# [Stated task]
Please output every line of the entries below verbatim, leaving out the pictures.

# [Image region labeling entries]
-- -- --
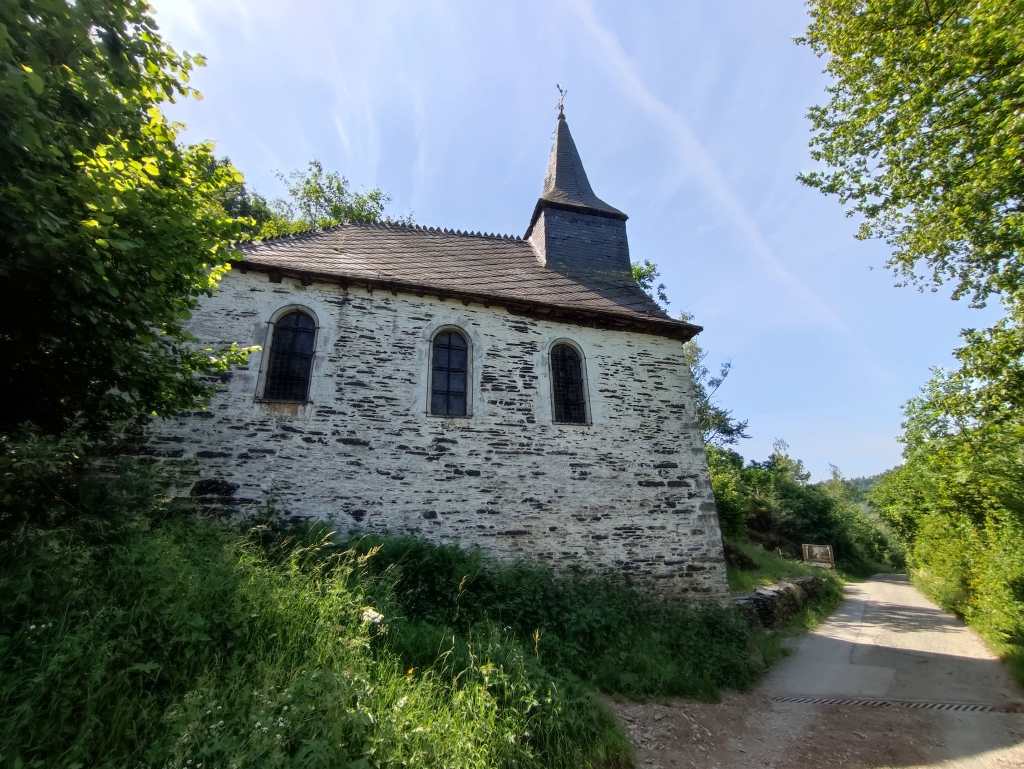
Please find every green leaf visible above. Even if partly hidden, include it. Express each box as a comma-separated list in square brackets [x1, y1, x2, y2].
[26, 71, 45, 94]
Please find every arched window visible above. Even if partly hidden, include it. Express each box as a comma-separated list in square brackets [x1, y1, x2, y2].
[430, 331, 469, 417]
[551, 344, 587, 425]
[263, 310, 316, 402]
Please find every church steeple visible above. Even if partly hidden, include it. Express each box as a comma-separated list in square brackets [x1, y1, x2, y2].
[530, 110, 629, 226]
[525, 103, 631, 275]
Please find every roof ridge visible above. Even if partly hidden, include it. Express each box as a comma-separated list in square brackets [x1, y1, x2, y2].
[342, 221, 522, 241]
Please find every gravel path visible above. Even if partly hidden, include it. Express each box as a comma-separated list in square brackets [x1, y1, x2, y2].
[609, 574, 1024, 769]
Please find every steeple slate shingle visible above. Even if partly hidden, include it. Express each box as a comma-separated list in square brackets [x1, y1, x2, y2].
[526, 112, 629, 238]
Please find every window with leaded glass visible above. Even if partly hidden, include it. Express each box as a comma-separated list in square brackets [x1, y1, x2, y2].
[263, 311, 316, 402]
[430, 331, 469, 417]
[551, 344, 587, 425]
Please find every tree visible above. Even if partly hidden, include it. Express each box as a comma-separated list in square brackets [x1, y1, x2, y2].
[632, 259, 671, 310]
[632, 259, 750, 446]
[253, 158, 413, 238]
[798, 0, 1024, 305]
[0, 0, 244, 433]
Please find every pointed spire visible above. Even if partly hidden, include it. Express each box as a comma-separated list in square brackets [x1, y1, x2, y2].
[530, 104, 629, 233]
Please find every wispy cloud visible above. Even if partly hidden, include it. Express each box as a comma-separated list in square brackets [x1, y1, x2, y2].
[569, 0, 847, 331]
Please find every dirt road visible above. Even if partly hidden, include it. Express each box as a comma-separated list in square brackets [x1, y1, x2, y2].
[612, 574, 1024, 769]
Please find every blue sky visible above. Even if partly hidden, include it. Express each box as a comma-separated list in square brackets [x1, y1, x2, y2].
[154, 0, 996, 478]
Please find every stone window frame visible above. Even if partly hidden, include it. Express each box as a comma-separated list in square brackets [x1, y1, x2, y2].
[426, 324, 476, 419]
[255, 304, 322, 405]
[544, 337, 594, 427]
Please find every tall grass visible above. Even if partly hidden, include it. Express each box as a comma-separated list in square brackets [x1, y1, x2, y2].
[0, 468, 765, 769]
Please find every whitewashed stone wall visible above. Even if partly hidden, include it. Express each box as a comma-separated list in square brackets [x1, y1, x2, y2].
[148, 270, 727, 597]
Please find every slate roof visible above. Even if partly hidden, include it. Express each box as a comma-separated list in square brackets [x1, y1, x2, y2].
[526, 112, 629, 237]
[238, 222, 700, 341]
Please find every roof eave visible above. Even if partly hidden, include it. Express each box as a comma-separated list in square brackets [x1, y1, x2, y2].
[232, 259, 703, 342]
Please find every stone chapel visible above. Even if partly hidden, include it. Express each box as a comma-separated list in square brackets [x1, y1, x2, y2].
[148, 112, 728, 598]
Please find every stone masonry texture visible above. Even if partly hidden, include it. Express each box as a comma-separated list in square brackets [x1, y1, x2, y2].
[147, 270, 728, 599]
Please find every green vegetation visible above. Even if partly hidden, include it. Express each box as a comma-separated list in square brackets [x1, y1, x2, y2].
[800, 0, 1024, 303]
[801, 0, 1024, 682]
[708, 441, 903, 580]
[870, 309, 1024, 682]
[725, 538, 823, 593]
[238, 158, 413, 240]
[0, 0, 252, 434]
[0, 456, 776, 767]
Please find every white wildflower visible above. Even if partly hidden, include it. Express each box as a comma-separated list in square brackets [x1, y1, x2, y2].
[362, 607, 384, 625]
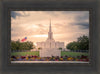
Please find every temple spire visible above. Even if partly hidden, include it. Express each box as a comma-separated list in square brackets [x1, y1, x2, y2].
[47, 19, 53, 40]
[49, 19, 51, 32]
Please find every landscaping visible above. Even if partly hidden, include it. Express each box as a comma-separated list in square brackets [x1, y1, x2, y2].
-- -- --
# [Correct result]
Please find every green leaf visible above. Even if partly hidden, include it. Express each box as a comma-separated list in square brackets [x1, y1, x2, y2].
[26, 71, 45, 94]
Please find every arched window visible above. Even if partly hidden, include it. Express each box as a comma-separated list in square brackets [x1, y1, x2, y2].
[430, 331, 469, 417]
[551, 344, 587, 425]
[263, 310, 316, 402]
Please find every church steeple visible above. Even if partly hidden, include it. Express each box as a comma-separated list in square brackets [x1, y1, x2, y2].
[530, 110, 629, 226]
[525, 103, 631, 275]
Please find every roof ridge visible above. Even if partly hidden, include it. Express each box as a comma-separated list in square brackets [x1, y1, x2, y2].
[342, 221, 522, 241]
Please find every gravel path visible above. Even if partly hidden, include it. Express each box as a comma-separated list in square brackets [x1, y1, x2, y2].
[609, 574, 1024, 769]
Please find every steeple slate shingle visible above. Even if partly hidden, include it. Express each box as a comma-separated list in square brackets [x1, y1, x2, y2].
[526, 112, 629, 238]
Please find every window with leaded glass visible above. Even if partly hidden, include it. Express each box as a comma-separated list in square brackets [x1, y1, x2, y2].
[263, 311, 316, 402]
[430, 331, 469, 417]
[551, 344, 587, 425]
Please find every tree visible above. Even if partly hidden, include it. Express each box as a comma-separated list in square brackets [x1, y1, x2, y2].
[632, 259, 671, 310]
[632, 259, 750, 446]
[253, 158, 413, 238]
[798, 0, 1024, 305]
[0, 0, 244, 433]
Please find every pointed spire visible above. Even if partly hidden, include it. Express each box as a comma-separated list in square brackets [x1, y1, x2, y2].
[530, 104, 629, 233]
Please find every wispy cloud visible above. Even if partly hidden, include it. Express each box as a comma-separated list in square brackets [x1, y1, x2, y2].
[569, 0, 847, 331]
Please find every dirt road visible above. Even if partly hidden, include it. Express each box as a comma-separated list in square brackets [x1, y1, x2, y2].
[612, 574, 1024, 769]
Please find every blue sky visible above. Even if partly hidden, include it. Express each box as a comma-separated list in square brackets [x1, y1, x2, y2].
[154, 0, 996, 478]
Please find every stone window frame visible above. Even if partly hidden, include it. Express each box as a comma-separated list in square brackets [x1, y1, x2, y2].
[426, 324, 476, 419]
[255, 304, 322, 405]
[544, 337, 594, 427]
Please find every tall grass visible above. Even if partly hidden, include it. Express each box as a comma-separated list in square brackets [x1, y1, x2, y2].
[0, 468, 765, 769]
Please find every whitewashed stone wall visible above. Even if partly hidden, include it. Express each box as a comma-separated list in square brackets [x1, y1, x2, y2].
[148, 270, 727, 597]
Please find every slate roof visible above. Even if partly hidden, include it. Express each box as a comma-separated list in square brackets [x1, y1, x2, y2].
[526, 112, 629, 237]
[238, 222, 700, 341]
Please find every roof eave visible above. Even if partly hidden, include it. Express each box as a comma-separated list in square brackets [x1, y1, x2, y2].
[232, 259, 703, 342]
Please find every stone chapel visible above. Even if partly hidden, include it. Express each box as a comma-separated list in square brackets [x1, y1, x2, y2].
[148, 112, 728, 598]
Please find every stone masonry texture visible above. Even if partly hidden, include it. Express each box as a comma-separated list in square brackets [x1, y1, x2, y2].
[147, 270, 728, 599]
Please find every green vegetation visible above. Even if partly hidden, include it. Express each box as a comma-separated list in square brackets [x1, y1, x2, y2].
[800, 0, 1024, 303]
[801, 0, 1024, 682]
[708, 441, 903, 580]
[870, 309, 1024, 682]
[725, 538, 823, 593]
[238, 158, 413, 240]
[0, 0, 252, 434]
[0, 456, 776, 767]
Please find every white wildflower visible above. Even if partly hidden, include it. Express each box as a comma-separated list in square brackets [x1, y1, x2, y2].
[362, 607, 384, 625]
Please find every temple spire visible above. Even if partly hidden, include it. Express each box as a comma-separated list in square brackets [x1, y1, x2, y2].
[47, 19, 53, 40]
[49, 19, 51, 32]
Please find every landscaping visible above. Even if partly hidden, include it. Express each box as a comma-separated list in square brackets [x1, y1, x2, y2].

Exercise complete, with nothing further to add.